= Beginning of Section =
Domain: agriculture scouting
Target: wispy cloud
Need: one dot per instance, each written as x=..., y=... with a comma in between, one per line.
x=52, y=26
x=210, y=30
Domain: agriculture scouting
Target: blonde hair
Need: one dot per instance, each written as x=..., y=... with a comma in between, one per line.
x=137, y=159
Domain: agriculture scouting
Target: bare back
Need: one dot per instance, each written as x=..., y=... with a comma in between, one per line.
= End of Section =
= Beginning of Section =
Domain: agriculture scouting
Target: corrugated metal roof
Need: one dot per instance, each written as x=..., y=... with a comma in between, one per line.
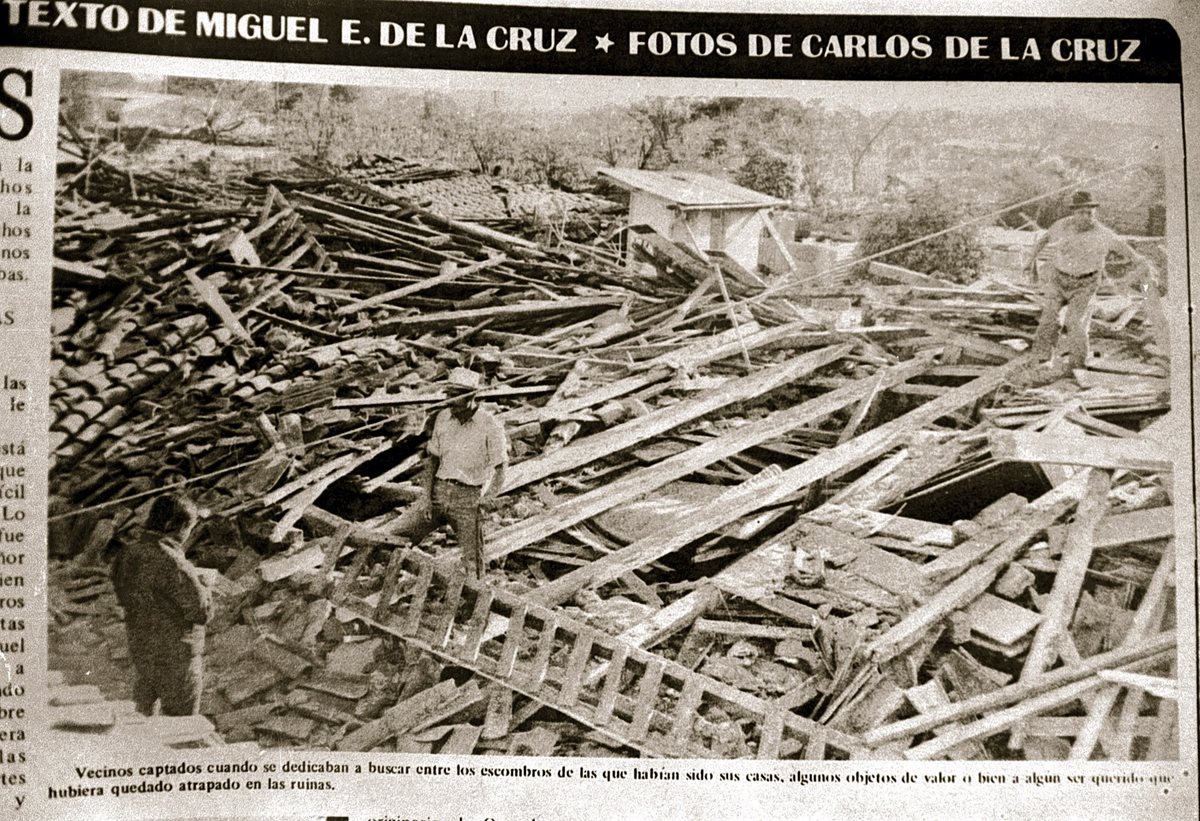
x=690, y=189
= End of Section =
= Beginning of Section =
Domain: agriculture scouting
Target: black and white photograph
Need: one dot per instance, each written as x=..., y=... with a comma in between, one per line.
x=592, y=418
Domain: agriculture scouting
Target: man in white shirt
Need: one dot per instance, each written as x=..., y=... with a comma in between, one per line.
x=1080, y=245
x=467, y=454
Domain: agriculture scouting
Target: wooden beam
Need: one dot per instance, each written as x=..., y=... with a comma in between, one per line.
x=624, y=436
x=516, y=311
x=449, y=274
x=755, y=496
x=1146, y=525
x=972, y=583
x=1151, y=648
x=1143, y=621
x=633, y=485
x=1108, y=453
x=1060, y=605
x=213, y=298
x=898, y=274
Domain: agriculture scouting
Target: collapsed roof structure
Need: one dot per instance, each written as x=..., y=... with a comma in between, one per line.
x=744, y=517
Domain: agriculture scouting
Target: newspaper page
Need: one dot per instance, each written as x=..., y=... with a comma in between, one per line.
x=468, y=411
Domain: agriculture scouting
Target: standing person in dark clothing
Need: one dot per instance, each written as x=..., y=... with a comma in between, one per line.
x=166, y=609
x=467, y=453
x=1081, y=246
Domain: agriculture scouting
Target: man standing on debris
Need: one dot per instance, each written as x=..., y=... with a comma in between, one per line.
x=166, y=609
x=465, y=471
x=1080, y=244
= End of Section =
▸ **What the exercise asks**
Go through the listing above and locate each line that holds the word "white". Copy those lines.

▸ **Response below**
Target: black and white photograph
Target: man in white shirt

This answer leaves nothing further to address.